### Exercise goal
Beneath this task is a listing; tally its lines that contain "below" and give only the total.

======

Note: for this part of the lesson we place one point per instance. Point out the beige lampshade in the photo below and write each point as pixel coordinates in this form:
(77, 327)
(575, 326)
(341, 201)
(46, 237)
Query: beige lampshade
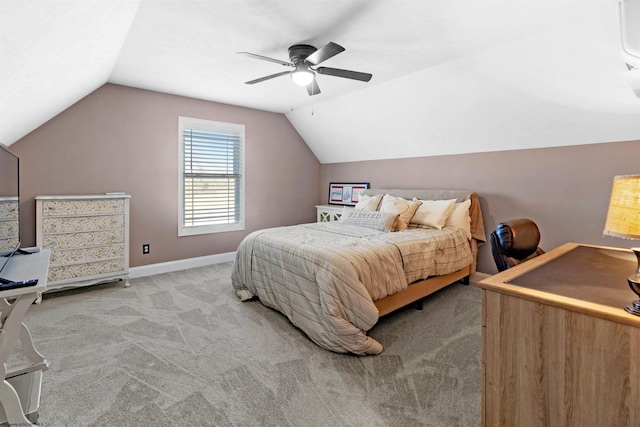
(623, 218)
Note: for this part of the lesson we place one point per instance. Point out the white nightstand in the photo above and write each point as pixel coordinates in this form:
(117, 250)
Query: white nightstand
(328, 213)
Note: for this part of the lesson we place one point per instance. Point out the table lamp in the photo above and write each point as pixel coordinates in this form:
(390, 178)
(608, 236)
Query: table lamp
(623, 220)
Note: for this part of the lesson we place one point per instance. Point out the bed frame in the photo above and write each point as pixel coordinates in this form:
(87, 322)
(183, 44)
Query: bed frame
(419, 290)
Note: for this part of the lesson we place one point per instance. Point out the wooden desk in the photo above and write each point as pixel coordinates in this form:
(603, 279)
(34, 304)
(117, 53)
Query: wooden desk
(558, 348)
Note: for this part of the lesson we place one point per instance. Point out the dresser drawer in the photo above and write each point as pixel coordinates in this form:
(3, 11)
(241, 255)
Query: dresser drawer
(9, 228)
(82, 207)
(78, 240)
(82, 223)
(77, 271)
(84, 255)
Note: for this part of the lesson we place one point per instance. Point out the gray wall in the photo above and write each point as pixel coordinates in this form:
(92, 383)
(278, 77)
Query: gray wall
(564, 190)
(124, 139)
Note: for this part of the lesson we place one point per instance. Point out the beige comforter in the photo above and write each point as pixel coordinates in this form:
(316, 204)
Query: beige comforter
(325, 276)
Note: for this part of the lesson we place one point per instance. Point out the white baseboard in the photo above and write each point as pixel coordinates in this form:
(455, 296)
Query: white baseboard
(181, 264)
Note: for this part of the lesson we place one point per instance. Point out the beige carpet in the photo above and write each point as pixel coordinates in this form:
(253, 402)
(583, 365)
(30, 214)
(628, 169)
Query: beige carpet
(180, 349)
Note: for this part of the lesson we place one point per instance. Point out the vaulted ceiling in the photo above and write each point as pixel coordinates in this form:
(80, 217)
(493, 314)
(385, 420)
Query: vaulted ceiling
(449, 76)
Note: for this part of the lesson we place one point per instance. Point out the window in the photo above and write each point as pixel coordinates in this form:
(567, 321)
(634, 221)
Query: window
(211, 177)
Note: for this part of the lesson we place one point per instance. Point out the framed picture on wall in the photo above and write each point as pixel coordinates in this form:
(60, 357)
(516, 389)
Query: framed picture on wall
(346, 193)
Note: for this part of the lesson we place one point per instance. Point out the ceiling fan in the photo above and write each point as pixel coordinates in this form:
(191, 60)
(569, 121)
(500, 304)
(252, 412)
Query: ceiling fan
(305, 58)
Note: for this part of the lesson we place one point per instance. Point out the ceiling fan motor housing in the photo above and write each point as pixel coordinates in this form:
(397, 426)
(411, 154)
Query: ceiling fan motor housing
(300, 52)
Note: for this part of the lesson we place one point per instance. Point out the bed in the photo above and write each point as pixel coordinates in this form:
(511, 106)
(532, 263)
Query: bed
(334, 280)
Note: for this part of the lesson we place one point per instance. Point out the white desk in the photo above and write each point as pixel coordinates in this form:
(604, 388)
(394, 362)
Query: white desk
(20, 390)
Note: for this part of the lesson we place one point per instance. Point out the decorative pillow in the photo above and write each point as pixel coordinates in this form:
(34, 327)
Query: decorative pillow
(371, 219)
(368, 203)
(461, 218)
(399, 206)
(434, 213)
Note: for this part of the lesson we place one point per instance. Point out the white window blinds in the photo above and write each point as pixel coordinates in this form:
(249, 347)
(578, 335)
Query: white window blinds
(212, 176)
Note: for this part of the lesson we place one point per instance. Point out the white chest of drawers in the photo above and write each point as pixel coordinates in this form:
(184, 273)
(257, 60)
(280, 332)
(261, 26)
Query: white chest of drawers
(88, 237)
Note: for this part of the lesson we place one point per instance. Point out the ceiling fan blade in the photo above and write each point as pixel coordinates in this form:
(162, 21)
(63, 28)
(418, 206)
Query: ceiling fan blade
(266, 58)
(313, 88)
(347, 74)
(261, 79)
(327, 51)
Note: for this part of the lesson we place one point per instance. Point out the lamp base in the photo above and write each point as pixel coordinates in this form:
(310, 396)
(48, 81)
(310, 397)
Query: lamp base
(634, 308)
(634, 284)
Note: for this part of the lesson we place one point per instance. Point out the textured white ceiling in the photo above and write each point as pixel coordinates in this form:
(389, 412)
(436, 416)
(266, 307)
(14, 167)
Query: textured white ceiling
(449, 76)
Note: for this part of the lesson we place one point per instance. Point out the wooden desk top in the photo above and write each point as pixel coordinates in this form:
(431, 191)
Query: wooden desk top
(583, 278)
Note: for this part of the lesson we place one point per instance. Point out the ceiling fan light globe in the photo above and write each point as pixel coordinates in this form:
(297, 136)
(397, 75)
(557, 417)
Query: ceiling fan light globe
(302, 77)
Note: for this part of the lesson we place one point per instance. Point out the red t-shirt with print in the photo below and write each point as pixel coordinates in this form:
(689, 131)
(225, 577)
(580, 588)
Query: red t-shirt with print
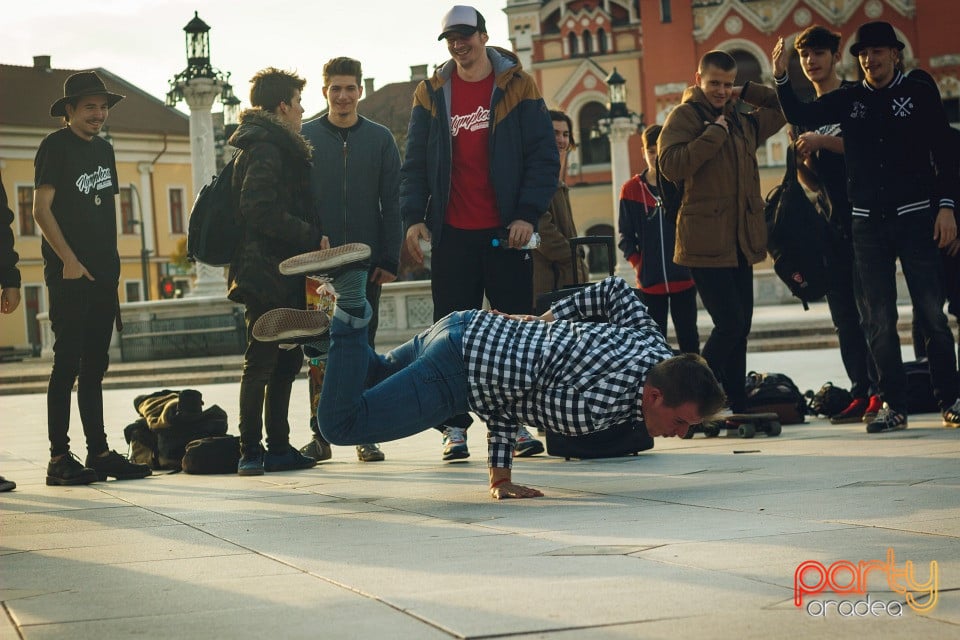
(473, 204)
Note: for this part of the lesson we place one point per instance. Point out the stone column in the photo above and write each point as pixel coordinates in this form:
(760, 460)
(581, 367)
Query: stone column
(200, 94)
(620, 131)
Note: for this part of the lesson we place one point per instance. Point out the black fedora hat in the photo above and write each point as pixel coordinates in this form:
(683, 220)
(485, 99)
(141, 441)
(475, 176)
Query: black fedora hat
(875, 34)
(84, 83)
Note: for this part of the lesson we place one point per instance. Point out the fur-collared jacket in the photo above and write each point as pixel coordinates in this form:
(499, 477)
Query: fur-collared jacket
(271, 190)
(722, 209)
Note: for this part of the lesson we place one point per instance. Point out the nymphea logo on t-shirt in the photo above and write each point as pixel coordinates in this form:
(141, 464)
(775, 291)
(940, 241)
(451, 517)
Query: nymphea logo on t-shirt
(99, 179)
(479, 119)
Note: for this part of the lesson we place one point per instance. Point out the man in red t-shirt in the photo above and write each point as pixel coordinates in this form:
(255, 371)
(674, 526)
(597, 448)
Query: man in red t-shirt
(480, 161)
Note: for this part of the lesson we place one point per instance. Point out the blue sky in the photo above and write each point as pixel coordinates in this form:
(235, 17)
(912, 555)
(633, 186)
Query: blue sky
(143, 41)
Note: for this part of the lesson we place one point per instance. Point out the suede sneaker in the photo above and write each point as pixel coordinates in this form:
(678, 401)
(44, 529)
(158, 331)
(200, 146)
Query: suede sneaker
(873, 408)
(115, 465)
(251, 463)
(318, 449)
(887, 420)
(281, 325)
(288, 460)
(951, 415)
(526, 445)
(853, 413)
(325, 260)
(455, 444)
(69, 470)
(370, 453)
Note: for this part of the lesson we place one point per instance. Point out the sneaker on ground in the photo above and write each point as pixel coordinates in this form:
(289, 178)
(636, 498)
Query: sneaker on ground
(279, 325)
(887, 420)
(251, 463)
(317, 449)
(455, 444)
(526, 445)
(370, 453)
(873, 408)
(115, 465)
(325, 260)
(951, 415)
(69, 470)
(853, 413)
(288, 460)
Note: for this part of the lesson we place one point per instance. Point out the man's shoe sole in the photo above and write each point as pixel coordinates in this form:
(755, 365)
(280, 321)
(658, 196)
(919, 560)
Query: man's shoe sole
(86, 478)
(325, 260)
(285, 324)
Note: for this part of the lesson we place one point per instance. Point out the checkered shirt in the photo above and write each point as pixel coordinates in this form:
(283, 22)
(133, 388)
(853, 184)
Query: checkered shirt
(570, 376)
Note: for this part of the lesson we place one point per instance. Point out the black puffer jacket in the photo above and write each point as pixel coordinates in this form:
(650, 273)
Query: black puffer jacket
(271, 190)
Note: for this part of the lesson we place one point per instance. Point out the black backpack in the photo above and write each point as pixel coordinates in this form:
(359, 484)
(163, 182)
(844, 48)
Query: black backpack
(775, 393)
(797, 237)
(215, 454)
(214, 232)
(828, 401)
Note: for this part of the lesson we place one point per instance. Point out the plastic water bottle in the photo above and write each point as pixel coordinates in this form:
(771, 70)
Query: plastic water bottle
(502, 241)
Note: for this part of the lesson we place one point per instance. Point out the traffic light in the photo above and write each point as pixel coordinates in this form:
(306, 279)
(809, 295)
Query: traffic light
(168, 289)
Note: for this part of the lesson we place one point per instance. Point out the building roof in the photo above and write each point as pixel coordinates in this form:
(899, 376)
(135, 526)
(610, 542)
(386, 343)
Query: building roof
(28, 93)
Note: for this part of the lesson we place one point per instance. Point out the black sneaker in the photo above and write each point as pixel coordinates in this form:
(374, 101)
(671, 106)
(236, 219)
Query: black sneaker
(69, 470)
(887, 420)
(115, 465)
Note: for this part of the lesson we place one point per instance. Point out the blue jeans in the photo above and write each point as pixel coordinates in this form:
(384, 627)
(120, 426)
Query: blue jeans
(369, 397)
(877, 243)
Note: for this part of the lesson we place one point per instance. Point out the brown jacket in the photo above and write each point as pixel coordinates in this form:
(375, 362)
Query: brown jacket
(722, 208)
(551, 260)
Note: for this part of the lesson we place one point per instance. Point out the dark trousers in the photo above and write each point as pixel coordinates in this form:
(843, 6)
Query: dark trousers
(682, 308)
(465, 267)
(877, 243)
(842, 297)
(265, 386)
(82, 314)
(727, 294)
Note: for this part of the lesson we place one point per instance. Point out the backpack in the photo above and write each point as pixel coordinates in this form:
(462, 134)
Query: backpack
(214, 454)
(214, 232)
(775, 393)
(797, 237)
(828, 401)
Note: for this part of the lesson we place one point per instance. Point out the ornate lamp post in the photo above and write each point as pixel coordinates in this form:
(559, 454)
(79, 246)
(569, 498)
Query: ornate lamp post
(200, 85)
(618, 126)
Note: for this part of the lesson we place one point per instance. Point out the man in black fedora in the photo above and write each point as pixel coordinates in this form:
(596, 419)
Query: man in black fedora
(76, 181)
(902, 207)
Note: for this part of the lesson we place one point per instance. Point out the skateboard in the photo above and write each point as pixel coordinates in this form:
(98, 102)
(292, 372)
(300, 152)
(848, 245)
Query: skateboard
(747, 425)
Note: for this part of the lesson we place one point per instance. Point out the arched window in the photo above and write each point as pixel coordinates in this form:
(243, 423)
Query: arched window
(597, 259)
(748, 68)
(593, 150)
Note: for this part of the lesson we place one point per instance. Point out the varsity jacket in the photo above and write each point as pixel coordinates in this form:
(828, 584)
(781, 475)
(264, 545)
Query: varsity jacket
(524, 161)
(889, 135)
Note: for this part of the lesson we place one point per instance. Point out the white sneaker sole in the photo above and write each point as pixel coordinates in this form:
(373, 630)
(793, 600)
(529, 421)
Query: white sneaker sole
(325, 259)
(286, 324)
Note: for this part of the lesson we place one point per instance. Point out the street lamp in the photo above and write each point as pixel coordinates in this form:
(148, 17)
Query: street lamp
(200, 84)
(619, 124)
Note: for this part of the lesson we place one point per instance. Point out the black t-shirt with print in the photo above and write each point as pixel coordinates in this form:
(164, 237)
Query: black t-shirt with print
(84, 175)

======

### Output of the exercise
2